■ **Labels for object points**:
◇ ◇ ◇
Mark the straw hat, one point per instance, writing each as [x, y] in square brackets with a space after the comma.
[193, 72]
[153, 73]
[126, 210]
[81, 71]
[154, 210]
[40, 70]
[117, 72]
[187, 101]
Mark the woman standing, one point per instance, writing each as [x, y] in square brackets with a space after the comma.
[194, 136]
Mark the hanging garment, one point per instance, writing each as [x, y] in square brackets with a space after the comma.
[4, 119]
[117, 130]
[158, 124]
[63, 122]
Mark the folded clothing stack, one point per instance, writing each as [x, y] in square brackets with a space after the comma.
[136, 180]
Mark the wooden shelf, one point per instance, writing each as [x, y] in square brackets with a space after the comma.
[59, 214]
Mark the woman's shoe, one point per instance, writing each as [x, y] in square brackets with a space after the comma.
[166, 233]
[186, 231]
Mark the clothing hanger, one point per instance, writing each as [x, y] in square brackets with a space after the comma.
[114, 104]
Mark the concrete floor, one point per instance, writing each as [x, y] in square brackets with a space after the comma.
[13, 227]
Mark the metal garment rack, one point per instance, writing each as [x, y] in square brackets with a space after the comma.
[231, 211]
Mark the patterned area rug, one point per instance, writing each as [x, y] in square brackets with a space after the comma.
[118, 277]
◇ ◇ ◇
■ **DIRECTIONS**:
Write out again the lines from the one containing "Mark the clothing" through the last line, replacing "concrete floor" with "tiled floor" and keeping everything else the same.

■ **RESPONSE TO THE TASK**:
Mark the clothing hanger, one point per instance, writing each as [x, y] in square brackets with a space after the comma.
[114, 104]
Mark the tiled floor, one point per instance, writing each as [x, y] in square brackets with a space after the comma.
[13, 227]
Mark the metal garment rack, one point per instance, writing each as [x, y] in square brackets with a space after the comma.
[231, 211]
Mark the patterned area rug, one point per instance, writing each as [x, y] in square brackets with a space after the comma.
[118, 277]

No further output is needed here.